* [Source text]:
===============

Small language models cannot afford to have separate input embeddings (V·d) and output projection (d·V). Most tie them: output = input embedding transposed. Saves d·V parameters — often 5-10% of total model size. The math justifies it; the cost is small.

Advertisement

Untied: separate W_out

E       ∈ ℝ^(V × d)    # input embedding
W_out   ∈ ℝ^(d × V)    # output projection (separate weights)

# logits[i] = h[i] · W_out
# Embedding cost: V * d
# W_out cost:    V * d
# Total:        2 * V * d

Used by Llama 2/3 (which has enough params to spare). Slightly higher quality. Wastes V·d params that aren't strictly needed for many tasks.

Tied: shared transposed

# Use the embedding matrix for output:
logits[i] = h[i] · Eᵀ

# Same matrix; one storage; one set of gradients
# Total params: V * d  (not 2*V*d)

Used by GPT-2, Phi, Qwen, T5. Saves substantial params. Slight quality cost (negligible for most tasks). For Phi-3 (V=32K, d=3072): saves ~98M params (~2.5% of model).

Advertisement

Why does it work?

Input embedding maps token → semantic vector. Output projection maps semantic vector → token. These are inverse operations; the matrices should be related. Tying enforces this exactly. The empirical evidence: tied models trained on same data score within 0.5% of untied counterparts.

===============

* [Given information]:

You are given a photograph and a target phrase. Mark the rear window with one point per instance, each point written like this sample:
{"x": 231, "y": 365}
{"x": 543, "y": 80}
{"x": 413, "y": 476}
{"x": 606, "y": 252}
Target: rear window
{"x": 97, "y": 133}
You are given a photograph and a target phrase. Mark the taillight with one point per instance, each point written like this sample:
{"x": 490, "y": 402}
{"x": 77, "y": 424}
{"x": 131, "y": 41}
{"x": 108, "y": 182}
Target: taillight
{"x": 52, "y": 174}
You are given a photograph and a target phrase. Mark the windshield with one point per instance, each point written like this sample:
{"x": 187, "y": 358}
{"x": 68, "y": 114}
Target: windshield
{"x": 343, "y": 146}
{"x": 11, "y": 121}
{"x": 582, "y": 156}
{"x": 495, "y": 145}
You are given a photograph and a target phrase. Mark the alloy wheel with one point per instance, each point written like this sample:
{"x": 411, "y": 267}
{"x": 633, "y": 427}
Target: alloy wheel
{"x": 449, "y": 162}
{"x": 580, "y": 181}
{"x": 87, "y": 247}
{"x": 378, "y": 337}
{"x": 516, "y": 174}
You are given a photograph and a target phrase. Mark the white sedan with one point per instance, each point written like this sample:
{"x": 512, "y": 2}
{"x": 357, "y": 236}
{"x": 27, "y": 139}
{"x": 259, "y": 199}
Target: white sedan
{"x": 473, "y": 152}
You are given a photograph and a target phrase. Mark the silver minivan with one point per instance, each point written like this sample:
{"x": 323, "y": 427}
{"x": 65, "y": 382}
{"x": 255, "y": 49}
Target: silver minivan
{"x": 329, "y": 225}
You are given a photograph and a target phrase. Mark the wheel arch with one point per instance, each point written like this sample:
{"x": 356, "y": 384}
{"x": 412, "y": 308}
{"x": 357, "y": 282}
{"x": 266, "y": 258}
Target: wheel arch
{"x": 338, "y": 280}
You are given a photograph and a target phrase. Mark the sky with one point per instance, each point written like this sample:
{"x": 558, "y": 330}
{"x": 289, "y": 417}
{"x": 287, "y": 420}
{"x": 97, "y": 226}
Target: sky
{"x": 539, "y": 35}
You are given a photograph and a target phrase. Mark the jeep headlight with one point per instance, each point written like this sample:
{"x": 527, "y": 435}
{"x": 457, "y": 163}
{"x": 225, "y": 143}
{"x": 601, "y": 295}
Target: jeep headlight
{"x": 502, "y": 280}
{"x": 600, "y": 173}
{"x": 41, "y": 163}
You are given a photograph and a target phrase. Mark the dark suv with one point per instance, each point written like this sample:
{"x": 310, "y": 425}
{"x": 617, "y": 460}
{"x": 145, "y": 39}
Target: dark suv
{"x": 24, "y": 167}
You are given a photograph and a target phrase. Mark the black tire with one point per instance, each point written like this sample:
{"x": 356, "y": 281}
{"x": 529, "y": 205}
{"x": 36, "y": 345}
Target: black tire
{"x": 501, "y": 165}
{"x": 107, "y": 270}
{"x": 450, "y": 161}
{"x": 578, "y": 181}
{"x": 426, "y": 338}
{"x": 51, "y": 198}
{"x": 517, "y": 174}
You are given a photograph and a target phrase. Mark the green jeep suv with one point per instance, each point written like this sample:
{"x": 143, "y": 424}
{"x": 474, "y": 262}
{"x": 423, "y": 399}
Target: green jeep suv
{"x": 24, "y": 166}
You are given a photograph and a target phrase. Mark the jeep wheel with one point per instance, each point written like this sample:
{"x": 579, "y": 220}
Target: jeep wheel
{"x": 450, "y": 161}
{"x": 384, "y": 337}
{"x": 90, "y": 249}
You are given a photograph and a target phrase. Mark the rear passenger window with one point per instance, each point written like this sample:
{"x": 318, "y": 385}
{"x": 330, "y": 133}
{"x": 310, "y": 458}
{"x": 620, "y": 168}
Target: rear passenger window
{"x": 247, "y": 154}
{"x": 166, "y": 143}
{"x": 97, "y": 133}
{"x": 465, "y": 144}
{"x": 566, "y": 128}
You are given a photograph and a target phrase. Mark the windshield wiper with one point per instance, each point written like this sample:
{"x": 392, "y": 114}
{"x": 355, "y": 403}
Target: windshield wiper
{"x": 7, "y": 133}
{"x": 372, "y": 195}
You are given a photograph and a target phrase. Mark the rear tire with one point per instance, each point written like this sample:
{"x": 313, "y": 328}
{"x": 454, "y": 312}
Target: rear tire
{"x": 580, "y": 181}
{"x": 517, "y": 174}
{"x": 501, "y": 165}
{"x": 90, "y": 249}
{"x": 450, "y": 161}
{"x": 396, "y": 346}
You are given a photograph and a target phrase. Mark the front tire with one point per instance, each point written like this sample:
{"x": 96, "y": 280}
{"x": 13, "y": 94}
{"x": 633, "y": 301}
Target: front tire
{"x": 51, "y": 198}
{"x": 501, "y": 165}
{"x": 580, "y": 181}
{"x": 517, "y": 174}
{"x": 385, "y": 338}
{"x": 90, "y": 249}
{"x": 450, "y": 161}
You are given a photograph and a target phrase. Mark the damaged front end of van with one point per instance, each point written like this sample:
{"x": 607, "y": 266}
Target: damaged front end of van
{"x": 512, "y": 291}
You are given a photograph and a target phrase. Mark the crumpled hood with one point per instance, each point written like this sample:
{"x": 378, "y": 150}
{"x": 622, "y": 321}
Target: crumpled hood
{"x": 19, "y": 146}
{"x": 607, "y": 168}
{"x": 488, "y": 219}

===============

* [How to complete this task]: In the text on weight tying, rewrite the paragraph that begins "Input embedding maps token" as a short bulleted list that keeps its main facts.

* [Exercise solution]:
- Input embedding maps a token to a semantic vector.
- Output projection maps a semantic vector back to a token.
- These are inverse operations, so their matrices should be related, and tying enforces this exactly.
- Tied models trained on the same data score within 0.5% of untied ones.